# What the task requires:
The expected output is every entry, repeated exactly.

# Input for this task:
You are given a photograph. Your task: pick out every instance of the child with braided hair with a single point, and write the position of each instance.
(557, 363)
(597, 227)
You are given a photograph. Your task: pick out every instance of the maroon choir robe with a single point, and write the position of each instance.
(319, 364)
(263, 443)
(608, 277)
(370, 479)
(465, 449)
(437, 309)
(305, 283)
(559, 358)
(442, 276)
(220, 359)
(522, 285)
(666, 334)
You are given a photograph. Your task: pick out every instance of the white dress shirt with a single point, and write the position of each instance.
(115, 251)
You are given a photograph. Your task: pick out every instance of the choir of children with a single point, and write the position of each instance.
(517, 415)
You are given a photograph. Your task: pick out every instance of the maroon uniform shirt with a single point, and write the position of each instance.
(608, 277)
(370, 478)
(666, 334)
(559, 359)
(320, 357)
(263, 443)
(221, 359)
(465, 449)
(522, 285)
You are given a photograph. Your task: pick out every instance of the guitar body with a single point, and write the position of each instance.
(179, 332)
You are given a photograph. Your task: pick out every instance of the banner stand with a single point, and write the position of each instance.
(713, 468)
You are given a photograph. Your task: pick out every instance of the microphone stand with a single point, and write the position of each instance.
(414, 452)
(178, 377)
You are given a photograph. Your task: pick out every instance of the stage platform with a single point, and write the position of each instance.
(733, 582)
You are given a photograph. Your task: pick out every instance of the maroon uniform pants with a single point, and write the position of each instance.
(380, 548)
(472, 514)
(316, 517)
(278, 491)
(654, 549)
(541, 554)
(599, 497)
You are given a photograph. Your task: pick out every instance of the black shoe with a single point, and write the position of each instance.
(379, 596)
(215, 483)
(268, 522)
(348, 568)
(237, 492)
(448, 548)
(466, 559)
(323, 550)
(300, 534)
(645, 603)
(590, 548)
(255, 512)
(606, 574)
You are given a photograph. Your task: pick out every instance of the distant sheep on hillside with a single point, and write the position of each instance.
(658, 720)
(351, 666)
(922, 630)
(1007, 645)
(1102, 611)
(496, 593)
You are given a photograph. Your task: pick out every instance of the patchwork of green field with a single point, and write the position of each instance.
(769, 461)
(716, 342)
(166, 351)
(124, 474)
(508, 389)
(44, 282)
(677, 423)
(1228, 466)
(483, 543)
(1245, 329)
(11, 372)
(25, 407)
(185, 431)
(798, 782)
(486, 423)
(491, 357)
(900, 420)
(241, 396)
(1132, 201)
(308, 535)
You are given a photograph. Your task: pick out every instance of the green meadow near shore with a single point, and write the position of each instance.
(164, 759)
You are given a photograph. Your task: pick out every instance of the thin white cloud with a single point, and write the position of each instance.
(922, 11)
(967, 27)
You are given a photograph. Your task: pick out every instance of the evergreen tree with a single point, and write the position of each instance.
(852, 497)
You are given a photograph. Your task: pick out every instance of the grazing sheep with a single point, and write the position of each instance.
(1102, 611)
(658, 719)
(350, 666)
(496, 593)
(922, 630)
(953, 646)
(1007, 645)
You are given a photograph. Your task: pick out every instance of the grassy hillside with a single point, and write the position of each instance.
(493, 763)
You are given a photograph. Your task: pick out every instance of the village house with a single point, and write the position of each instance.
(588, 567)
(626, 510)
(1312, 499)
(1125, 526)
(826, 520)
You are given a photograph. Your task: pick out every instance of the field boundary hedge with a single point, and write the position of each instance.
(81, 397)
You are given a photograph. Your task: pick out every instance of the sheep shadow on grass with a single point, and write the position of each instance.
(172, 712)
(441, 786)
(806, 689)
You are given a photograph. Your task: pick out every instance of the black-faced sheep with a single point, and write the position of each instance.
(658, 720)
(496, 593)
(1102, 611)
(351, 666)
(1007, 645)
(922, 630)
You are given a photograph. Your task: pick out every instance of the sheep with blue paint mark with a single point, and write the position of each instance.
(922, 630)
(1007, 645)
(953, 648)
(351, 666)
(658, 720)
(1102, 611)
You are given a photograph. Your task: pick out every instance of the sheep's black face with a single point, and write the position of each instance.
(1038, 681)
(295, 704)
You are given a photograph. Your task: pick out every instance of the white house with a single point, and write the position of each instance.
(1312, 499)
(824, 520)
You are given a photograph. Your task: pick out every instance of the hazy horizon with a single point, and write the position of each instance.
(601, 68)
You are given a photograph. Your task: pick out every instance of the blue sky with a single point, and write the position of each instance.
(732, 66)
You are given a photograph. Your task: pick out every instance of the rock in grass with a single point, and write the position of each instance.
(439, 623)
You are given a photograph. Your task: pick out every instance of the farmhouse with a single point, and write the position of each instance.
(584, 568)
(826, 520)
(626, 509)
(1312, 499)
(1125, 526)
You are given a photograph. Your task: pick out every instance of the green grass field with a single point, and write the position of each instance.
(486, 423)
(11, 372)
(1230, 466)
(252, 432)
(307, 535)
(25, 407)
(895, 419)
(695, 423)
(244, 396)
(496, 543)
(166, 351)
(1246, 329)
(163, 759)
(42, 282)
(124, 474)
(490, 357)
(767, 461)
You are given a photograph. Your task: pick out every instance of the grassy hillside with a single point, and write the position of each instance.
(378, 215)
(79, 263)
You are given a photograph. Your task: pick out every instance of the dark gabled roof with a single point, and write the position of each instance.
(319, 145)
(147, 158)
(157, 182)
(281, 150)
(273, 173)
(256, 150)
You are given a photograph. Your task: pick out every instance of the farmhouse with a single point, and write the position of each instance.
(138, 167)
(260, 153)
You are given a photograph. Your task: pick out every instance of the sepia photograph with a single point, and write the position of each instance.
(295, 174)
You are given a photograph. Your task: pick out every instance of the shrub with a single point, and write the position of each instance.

# Your solution:
You are given a photograph. Your task: pick out every instance of the child with braided hair with a single point, and write the position of each instance.
(557, 363)
(597, 227)
You are given a photograph. Your task: pick out every instance of the maroon choir robe with a single point, and write the position of each instance.
(319, 364)
(263, 443)
(608, 277)
(370, 479)
(465, 449)
(437, 309)
(305, 283)
(559, 358)
(442, 276)
(220, 359)
(522, 285)
(666, 334)
You are given a photograph. Your task: pick out every instance of the white dress shirt with a single point, and write the position of each instance.
(115, 251)
You are given a photograph. Your task: pick out every instance of the choir of children with a single point, and write the position of each instance.
(517, 415)
You are given a photograph. Your task: pick out every instance of the maroon uniform shirt with a single point, and write the position of each instance.
(608, 277)
(370, 478)
(666, 334)
(559, 359)
(320, 357)
(263, 443)
(221, 359)
(465, 449)
(522, 285)
You are given a photograph. Your task: pick out every instance of the guitar body with a single point, and write the position of each instance.
(179, 332)
You are given a photograph. Your task: pick out every instance of the banner stand with a single point, and write the position of each instance.
(713, 468)
You are given a photograph. Your task: pick out every instance of the microphone stand with a single point, and write the position of each instance.
(414, 452)
(178, 377)
You are given a photograph. Your task: pick out every instance of the stage platform with a single point, and write the position of each instance.
(733, 582)
You are given a photograph. Your task: pick out every instance of the maroon uniform pants with a single point, and write the position of each instance.
(380, 548)
(472, 514)
(316, 517)
(278, 491)
(654, 549)
(541, 554)
(599, 497)
You are given a photograph. Your task: pick out every instance of the black shoe with a single point, and write the position of each instance.
(379, 596)
(215, 483)
(268, 522)
(348, 568)
(237, 492)
(448, 548)
(466, 559)
(323, 550)
(300, 534)
(645, 603)
(590, 548)
(255, 512)
(606, 574)
You are given a photograph. Your task: pick out every instance of the distant sheep on hillside with a single point, and write the position of each instance.
(658, 720)
(351, 666)
(922, 630)
(1007, 645)
(1102, 611)
(496, 593)
You are given a photograph. Your task: pick out every instance of the patchwork of green field with a single point, and write the position of each instance.
(769, 461)
(716, 342)
(166, 351)
(124, 474)
(508, 389)
(44, 282)
(677, 423)
(1228, 466)
(483, 543)
(1245, 329)
(11, 372)
(25, 407)
(185, 431)
(798, 782)
(486, 423)
(491, 357)
(900, 420)
(241, 396)
(1132, 201)
(308, 535)
You are given a photograph. Your task: pick out every instance of the green meadow near shore with a single point, and write the position of each instance.
(164, 759)
You are given a photograph. Your task: pick out every instance of the thin white cloud with a single point, and write the position of each instance.
(922, 11)
(967, 27)
You are given a photograph. Your task: pick out every instance of the evergreen tree with a single point, and write the position of each instance.
(852, 497)
You are given a photograph. Your task: pick out every instance of the grazing sheep with a single point, and write the position of each instance.
(1102, 611)
(658, 719)
(350, 666)
(496, 593)
(922, 630)
(953, 646)
(1007, 645)
You are given a photograph. Your task: pick out every instance of the grassy hillside with a single point, and write the position of each instance.
(493, 763)
You are given a photograph. Your task: pick out every instance of the village house with a single point, and write the position of each instance.
(588, 567)
(626, 510)
(1312, 499)
(1125, 526)
(826, 520)
You are given a photograph. Your task: pick out every instance of the field boundary hedge with a single point, and write the position of each instance.
(81, 397)
You are given a photograph. Your task: pick out every instance of the sheep shadow on grass with a single point, and write the position of each instance.
(172, 712)
(441, 786)
(806, 689)
You are given a photograph. Your task: pick out every instance of the black-faced sheep with a single point, and write the position of each instance.
(658, 720)
(496, 593)
(1102, 611)
(351, 666)
(1007, 645)
(922, 630)
You are given a photograph. Your task: pick out every instance of the sheep with blue paint mark with a single point, and write the position of each instance.
(922, 630)
(1007, 645)
(953, 648)
(351, 666)
(658, 720)
(1102, 611)
You are given a photograph. Your task: pick out every instance of the sheep's black face with a single point, and write the position of each instance.
(1038, 681)
(295, 704)
You are given a photograph. Your task: pick out every instance of the white house with a single point, and write the position of each instance.
(1312, 499)
(824, 520)
You are given a photograph. Your task: pick out every instance of the hazy horizon with a single point, and write the position of each instance.
(601, 68)
You are given a photograph. Your task: pick out every instance of the blue sky with a single point, and write the position of each instance.
(732, 66)
You are given a photograph. Your task: pick out every instance of the rock in grass with a single point, and write the position of each instance.
(439, 623)
You are given a photograph. Your task: pick out every instance of the farmhouse with a single point, and write the position of each instance.
(584, 568)
(826, 520)
(626, 509)
(1312, 499)
(1125, 526)
You are given a photograph. Your task: pick out every instance of the green grass field with a single point, and write the position of each instance.
(486, 423)
(11, 372)
(1230, 466)
(252, 432)
(307, 535)
(25, 407)
(895, 419)
(695, 423)
(244, 396)
(496, 543)
(166, 351)
(1246, 329)
(163, 759)
(42, 282)
(124, 474)
(490, 357)
(767, 461)
You are given a photograph. Your task: pick out every instance of the grassy hillside with a single point, and write the position of each instance.
(378, 215)
(79, 263)
You are given a photograph. Your task: pick out every instance of the dark gabled roof with a single point, and write the position of each instance.
(319, 145)
(147, 158)
(157, 182)
(281, 150)
(273, 173)
(256, 150)
You are given a photograph. Your task: pick out every instance of the farmhouse with a single point, and write the position of each instance.
(138, 167)
(260, 153)
You are given a photograph. Your task: pick out every instance of the sepia photograph with a single point, and write the position of each instance.
(295, 174)
You are given a photograph. Your task: pick out every instance of the shrub with a single point, and write the position of each instance.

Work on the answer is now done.